Februari Trip, Ziarah Ayah Buya Hamka di Maninjau

WELL, HAPPY BELATED BIRTHDAY TO ME!!!

20 Februari 2020 kemarin usiaku sudah sampai di seperempat abadnya, sungguh tidak penting. Namun 25 tahun yang luar biasa dan ribuan tahun ke depannya akan lebih luar biasa lagi. Dua hari setelahnya jalan-jalan sambil kuliah lapangan ke Maninjau, tepatnya Museum Rumah Kelahiran Buya Hamka. Meskipun belum membaca semua karya Buya Hamka, setidaknya aku sudah pernah mengantarkan alfatihah ke makam beliau di Tanah Kusir

Harusnya kawasan perkampungn dimana Hamka kecil ini bertumbuh adalah pilihan terbaik untuk berlibur seutuhnya. Piknik paket lengkap deh pokoknya! Hanya butuh waktu kurang lebih tiga jam kalau dari Kota Padang dan melewati kawasan Kelok 44 alias 44 tikungan dengan pemandangan danau yang luar biasa indahnya. Kalau yang pecinta buah durian dan datang pada waktu yang tepat, sepanjang jalan akan menikmati aroma durian. 
 
Rumah Kelahiran Buya Hamka di Maninjau
Museum Kelahiran Buya Hamka ini berada di Nagari Sungai Batang, Kec.Tanjung Raya, Kab.Agam. Dikelola sendiri oleh keluarga sepersukuan Buya Hamka, kalau tidak salah suku Tanjuang (koreksi kalau salah, tetapi rasanya tidak salah), tentunya dengan binaan Dinas Pendidikan dan Kebudayaan Kabupaten Agam. 
 
Kata Da Zul (salah satu pengelola) Buya Hamka tidak dikenal oleh masyarakat kampungnya dulu, sebab dulu orang-orang di kampung memanggilnya Malik atau Bujang Jauah. Bujang Jauah sendiri kalau diartikan ke dalam Bahasa Indonesia yaitu Bujang Jauh, nama ini diberikan karena Buya Hamka sering pergi jauh atau marantau. Bukan tidak kenal orangnya ya, hanya nama kecilnya itu berbeda dengan yang kita sapa hari ini. WKWKWKWKWK.
Pemandangan dari jendela Rumah Kelahiran Buya Hamka
Meskipun rumah yang dibangun sekarang bukanlah duplikat rumah Hamka kecil, namun di dalamnya terdapat beberapa koleksi foto, buku, baju, hingga kopor yang pernah digunakan oleh Hamka. Selain itu pemandangan dari tangga rumah atau dari dalam rumah melalui jendela, mata kita dimanjakan sekali oleh angin sepoi Maninjau dan indahnya pemandangan danau.
Suasana di dalam Rumah Kelahiran Buya Hamka

Salah satu sudut ruangan berisi baju dan koper milik Buya Hamka

Salah satu foto Buya Hamka bersama Bung Hatta
Ada satu rumah baca yang nyaman untuk berlama-lama, ada satu musala kecil yang akan segera dipugar oleh pengurus untuk dijadikan ruang pameran video dan foto mengenai Hamka. Tenang, musala akan dibuatkan baru dan ditambah satu lagi area yang akan dibangun untuk tempat pertunjukkan seni. Saat kami datang ke sana kebetulan banyak anak kecil yang tengah berlatih gerakan randai. Seru sekali.
=======
§ **Bagian Latihan**:
**A.** Tentukan apakah tiap pernyataan berikut sesuai dengan teks bacaan, lalu jawab ya atau tidak disertai kutipan persis kata-kata teks yang menjadi penentunya. (i) Museum Kelahiran Buya Hamka terletak di Nagari Sungai Batang, Kabupaten Agam. (ii) Rumah yang berdiri sekarang merupakan duplikat rumah masa kecil Hamka. (iii) Perjalanan dari Kota Padang ke kawasan itu memakan waktu kurang lebih tiga jam.
**B.** Jawablah pertanyaan berikut berdasarkan teks bacaan.
(i) Siapa yang mengelola Museum Kelahiran Buya Hamka?
(ii) Dengan nama apa orang-orang di kampung dulu memanggil Buya Hamka?
(iii) Musala kecil di kompleks itu akan dipugar untuk dijadikan apa?
**C.** Kutiplah bagian teks bacaan mulai dari "Harusnya kawasan perkampungn" sampai dengan "Kebudayaan Kabupaten Agam.".

§ **Cuplikan Data**:
=======
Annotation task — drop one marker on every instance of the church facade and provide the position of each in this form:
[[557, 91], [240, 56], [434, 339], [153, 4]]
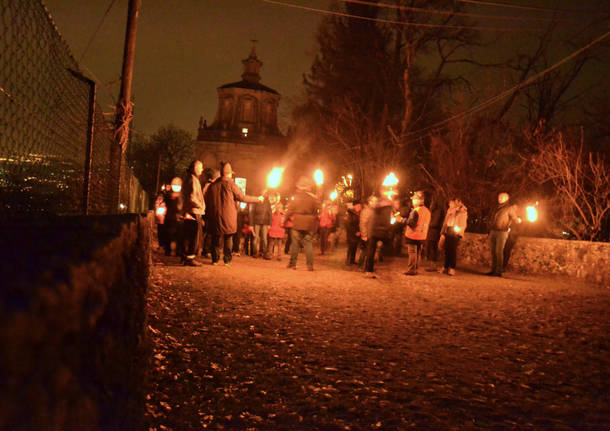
=======
§ **Kunci Jawaban**:
**A.**
(i) Ya: "Museum Kelahiran Buya Hamka ini berada di Nagari Sungai Batang, Kec.Tanjung Raya, Kab.Agam."
(ii) Tidak: "Meskipun rumah yang dibangun sekarang bukanlah duplikat rumah Hamka kecil"
(iii) Ya: "Hanya butuh waktu kurang lebih tiga jam kalau dari Kota Padang"

**B.**
(i) Keluarga sepersukuan Buya Hamka, dengan binaan Dinas Pendidikan dan Kebudayaan Kabupaten Agam.
(ii) Malik atau Bujang Jauah.
(iii) Ruang pameran video dan foto mengenai Hamka.

**C.**
Harusnya kawasan perkampungn dimana Hamka kecil ini bertumbuh adalah pilihan terbaik untuk berlibur seutuhnya. Piknik paket lengkap deh pokoknya! Hanya butuh waktu kurang lebih tiga jam kalau dari Kota Padang dan melewati kawasan Kelok 44 alias 44 tikungan dengan pemandangan danau yang luar biasa indahnya. Kalau yang pecinta buah durian dan datang pada waktu yang tepat, sepanjang jalan akan menikmati aroma durian. 
 
Rumah Kelahiran Buya Hamka di Maninjau
Museum Kelahiran Buya Hamka ini berada di Nagari Sungai Batang, Kec.Tanjung Raya, Kab.Agam. Dikelola sendiri oleh keluarga sepersukuan Buya Hamka, kalau tidak salah suku Tanjuang (koreksi kalau salah, tetapi rasanya tidak salah), tentunya dengan binaan Dinas Pendidikan dan Kebudayaan Kabupaten Agam.